→ **REQUIREMENT A**
Identify each line of the listing that contains the string "white", treating case as significant, and copy those lines.

RE: long-standing data loss bug in initial sync of logical replication - Mailing list pgsql-hackers

From Hayato Kuroda (Fujitsu)
Subject RE: long-standing data loss bug in initial sync of logical replication
Date
Msg-id OSCPR01MB149664A485A89B0AC6FB7BA71F5DF2@OSCPR01MB14966.jpnprd01.prod.outlook.com
Whole thread Raw
In response to RE: long-standing data loss bug in initial sync of logical replication  ("Hayato Kuroda (Fujitsu)" <kuroda.hayato@fujitsu.com>)
Responses Re: long-standing data loss bug in initial sync of logical replication
List pgsql-hackers
Dear hackers,

> Regarding the PG13, it cannot be
> applied
> as-is thus some adjustments are needed. I will share it in upcoming posts.

Here is a patch set for PG13. Apart from PG14-17, the patch could be created as-is,
because...

1. WAL record for invalidation messages (XLOG_XACT_INVALIDATIONS) does not exist.
2. Thus the ReorderBufferChange for the invalidation does not exist.

→ **REQUIREMENT B**
Pick up the mailing-list post about the logical replication data loss bug from the point where it stops, and continue it.

→ **SUPPLIED RECORDS**
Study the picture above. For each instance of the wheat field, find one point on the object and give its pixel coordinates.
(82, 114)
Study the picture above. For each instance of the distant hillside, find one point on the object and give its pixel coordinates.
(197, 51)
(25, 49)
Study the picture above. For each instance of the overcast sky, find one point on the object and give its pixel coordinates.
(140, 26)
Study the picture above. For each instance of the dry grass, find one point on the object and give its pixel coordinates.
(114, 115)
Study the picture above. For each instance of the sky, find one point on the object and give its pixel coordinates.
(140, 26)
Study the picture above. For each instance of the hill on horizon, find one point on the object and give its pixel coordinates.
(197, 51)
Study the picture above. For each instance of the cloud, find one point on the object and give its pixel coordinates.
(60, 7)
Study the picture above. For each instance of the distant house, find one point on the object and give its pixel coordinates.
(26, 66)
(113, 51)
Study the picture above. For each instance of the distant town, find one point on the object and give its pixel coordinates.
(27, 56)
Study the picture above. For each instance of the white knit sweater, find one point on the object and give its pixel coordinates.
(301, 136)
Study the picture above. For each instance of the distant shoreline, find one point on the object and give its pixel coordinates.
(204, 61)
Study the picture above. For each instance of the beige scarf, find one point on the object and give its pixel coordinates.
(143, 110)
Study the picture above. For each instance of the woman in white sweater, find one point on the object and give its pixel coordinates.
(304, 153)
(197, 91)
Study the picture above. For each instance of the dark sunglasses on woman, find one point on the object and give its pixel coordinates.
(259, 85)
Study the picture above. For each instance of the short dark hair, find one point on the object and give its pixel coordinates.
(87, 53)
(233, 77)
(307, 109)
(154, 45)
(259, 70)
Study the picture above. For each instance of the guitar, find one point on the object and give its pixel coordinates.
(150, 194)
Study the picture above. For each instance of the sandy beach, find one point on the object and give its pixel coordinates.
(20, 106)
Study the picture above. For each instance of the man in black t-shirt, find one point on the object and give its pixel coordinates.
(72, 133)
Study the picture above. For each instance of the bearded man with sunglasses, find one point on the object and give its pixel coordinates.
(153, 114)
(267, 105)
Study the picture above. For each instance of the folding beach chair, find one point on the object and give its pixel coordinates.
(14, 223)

→ **REPLY A**
Study the picture above. For each instance of the white knit sweater, find one point on the object and give its pixel coordinates.
Study the picture above. For each instance of the woman in white sweater, find one point on the object and give its pixel coordinates.

→ **REPLY B**
   Our patch tries to distribute it but cannot be done as-is.
3. Codes assumed that invalidation messages can be added only once.
4. The timing when invalidation messages are consumed is limited:
  a. COMMAND_ID change is poped,
  b. start of decoding a transaction, or
  c. end of decoding a transaction.

Above means that invalidations cannot be executed while being decoded.
I created two patch sets to resolve the data loss issue. 0001 has less code
changes but could resolve a part of issue, 0002 has huge changes but provides a
complete solution.

0001 - mostly same as patches for other versions. ReorderBufferAddInvalidations()
       was adjusted to allow being called several times. As I said above,
       0001 cannot execute inval messages while decoding the transacitons.
0002 - introduces new ReorderBufferChange type to indicate inval messages.
       It would be handled like PG14+.

Here is an example. Assuming that the table foo exists on both nodes, a
publication "pub" which publishes all tables, and a subscription "sub" which
subscribes "pub". What if the workload is executed?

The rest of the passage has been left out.